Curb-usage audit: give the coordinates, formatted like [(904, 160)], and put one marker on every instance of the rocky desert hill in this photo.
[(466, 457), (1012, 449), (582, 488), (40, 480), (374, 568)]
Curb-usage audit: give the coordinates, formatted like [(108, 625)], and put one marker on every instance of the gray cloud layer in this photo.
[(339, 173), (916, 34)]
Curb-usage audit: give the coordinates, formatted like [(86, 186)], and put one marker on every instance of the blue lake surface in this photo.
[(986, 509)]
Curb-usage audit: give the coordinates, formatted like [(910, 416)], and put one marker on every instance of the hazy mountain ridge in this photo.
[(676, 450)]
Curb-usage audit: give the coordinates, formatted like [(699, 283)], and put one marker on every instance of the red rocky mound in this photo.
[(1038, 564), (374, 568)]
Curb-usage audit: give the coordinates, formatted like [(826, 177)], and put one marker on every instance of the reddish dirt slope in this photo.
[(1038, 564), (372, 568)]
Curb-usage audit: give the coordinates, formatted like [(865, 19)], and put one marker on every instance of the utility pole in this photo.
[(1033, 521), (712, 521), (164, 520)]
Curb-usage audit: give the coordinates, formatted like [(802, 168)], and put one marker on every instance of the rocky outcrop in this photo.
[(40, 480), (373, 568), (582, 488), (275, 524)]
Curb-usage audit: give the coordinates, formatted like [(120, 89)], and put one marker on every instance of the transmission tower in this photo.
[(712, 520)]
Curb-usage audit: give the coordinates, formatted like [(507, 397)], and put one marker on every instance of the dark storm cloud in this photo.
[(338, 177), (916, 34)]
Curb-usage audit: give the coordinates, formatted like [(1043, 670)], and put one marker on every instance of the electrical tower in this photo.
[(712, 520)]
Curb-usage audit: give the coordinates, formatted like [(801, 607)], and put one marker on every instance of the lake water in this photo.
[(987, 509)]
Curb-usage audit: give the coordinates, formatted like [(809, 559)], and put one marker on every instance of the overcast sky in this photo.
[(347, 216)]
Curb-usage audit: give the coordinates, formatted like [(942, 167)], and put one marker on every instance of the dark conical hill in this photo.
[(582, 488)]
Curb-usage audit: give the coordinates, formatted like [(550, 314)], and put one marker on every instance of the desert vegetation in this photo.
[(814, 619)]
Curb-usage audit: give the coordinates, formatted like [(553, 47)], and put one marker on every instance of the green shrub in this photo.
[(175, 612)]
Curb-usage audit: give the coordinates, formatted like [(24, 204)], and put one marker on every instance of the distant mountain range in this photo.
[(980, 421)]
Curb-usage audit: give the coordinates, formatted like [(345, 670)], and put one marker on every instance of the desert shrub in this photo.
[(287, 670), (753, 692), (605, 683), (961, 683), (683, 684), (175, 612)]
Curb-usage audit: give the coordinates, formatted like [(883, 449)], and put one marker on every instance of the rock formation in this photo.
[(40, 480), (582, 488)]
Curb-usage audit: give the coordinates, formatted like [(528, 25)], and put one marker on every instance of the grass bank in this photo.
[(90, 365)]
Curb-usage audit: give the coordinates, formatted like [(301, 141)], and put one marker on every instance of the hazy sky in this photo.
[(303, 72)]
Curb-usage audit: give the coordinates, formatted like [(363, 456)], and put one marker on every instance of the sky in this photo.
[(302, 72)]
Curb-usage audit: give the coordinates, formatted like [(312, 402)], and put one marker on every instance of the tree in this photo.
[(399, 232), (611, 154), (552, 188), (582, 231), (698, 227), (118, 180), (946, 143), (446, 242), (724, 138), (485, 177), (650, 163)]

==================================================

- SET EXERCISE
Please rescale the material starting at the line that contains "the sky in this photo." and ending at the line that contains "[(302, 72)]", reproducing only those lines, request included. Multiply every coordinate in the answer by 0.75 and round to whole numbers, with halves going up, but leave the numbers in the request and its format sample unchanged.

- OUTPUT
Curb-usage audit: give the coordinates, formatted like [(363, 456)], and put one marker on every instance of the sky in this photo.
[(227, 54)]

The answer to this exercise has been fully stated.